=== Begin Enclosure ===
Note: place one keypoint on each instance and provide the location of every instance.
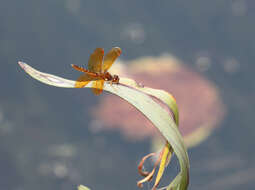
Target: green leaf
(151, 102)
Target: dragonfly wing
(95, 60)
(110, 57)
(83, 80)
(97, 87)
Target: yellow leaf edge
(139, 97)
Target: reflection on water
(45, 142)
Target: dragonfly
(97, 72)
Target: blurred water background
(45, 139)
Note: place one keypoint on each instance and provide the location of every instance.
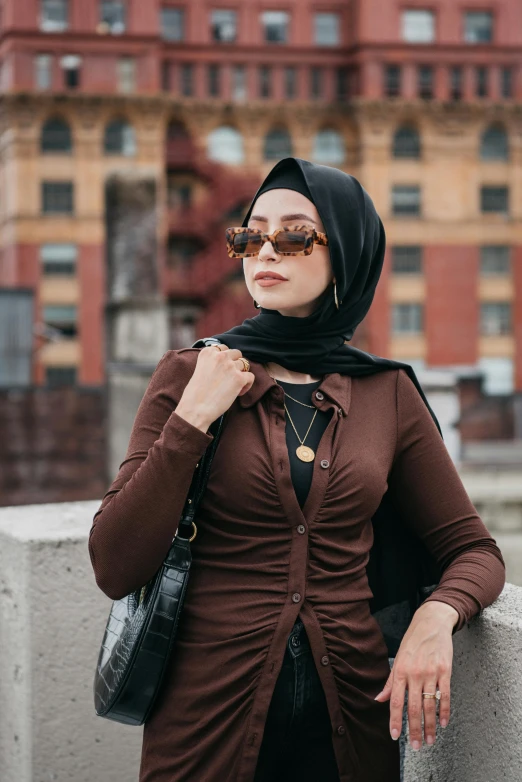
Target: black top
(301, 472)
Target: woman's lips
(266, 282)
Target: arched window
(226, 145)
(406, 143)
(494, 144)
(176, 131)
(119, 138)
(278, 144)
(328, 146)
(56, 136)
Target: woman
(279, 667)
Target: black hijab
(315, 344)
(402, 572)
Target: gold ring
(432, 695)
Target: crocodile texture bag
(141, 628)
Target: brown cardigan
(259, 560)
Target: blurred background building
(132, 133)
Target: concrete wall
(52, 618)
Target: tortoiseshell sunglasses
(300, 240)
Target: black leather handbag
(141, 628)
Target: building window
(126, 74)
(43, 78)
(213, 80)
(495, 259)
(57, 198)
(265, 81)
(119, 138)
(71, 70)
(239, 83)
(406, 200)
(407, 318)
(56, 137)
(278, 144)
(392, 81)
(112, 16)
(456, 82)
(225, 144)
(327, 29)
(506, 82)
(478, 26)
(418, 26)
(341, 84)
(481, 81)
(223, 26)
(406, 143)
(187, 79)
(179, 196)
(494, 144)
(173, 24)
(165, 76)
(60, 376)
(53, 16)
(59, 259)
(494, 199)
(425, 81)
(290, 79)
(316, 82)
(328, 147)
(275, 24)
(495, 318)
(406, 259)
(62, 317)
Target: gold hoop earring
=== End Enclosure ===
What needs to be done: Repeat the listing verbatim, pictures excluded.

Response box:
Note: place one keypoint on each instance and provide the location of every instance.
Target: green leaf
(151, 102)
Target: dragonfly wing
(95, 60)
(110, 57)
(83, 80)
(97, 87)
Target: yellow leaf edge
(139, 97)
Target: reflection on water
(45, 142)
Target: dragonfly
(97, 72)
Target: blurred water background
(45, 139)
Note: place one keypoint on each instance and provide the location of every instance.
Target: black top
(301, 472)
Target: woman's lips
(266, 282)
Target: arched window
(226, 145)
(406, 143)
(494, 144)
(176, 131)
(119, 138)
(278, 144)
(328, 146)
(56, 136)
Target: woman
(279, 667)
Target: black hijab
(315, 344)
(402, 572)
Target: gold ring
(432, 695)
Target: crocodile texture bag
(141, 628)
Target: brown cardigan
(259, 560)
Target: blurred background building
(132, 133)
Target: concrete wall
(52, 618)
Target: tortoiseshell sunglasses
(300, 240)
Target: black leather handbag
(141, 628)
Target: building window
(126, 74)
(43, 78)
(213, 80)
(495, 259)
(57, 198)
(265, 81)
(119, 138)
(71, 70)
(239, 83)
(406, 200)
(407, 318)
(56, 137)
(278, 144)
(392, 81)
(112, 16)
(456, 82)
(225, 144)
(327, 29)
(506, 82)
(478, 26)
(418, 26)
(341, 84)
(481, 81)
(223, 26)
(406, 143)
(187, 79)
(179, 196)
(494, 144)
(173, 24)
(165, 76)
(60, 376)
(53, 16)
(59, 259)
(494, 199)
(425, 81)
(290, 79)
(316, 82)
(328, 147)
(275, 24)
(495, 318)
(406, 259)
(62, 317)
Target: gold hoop earring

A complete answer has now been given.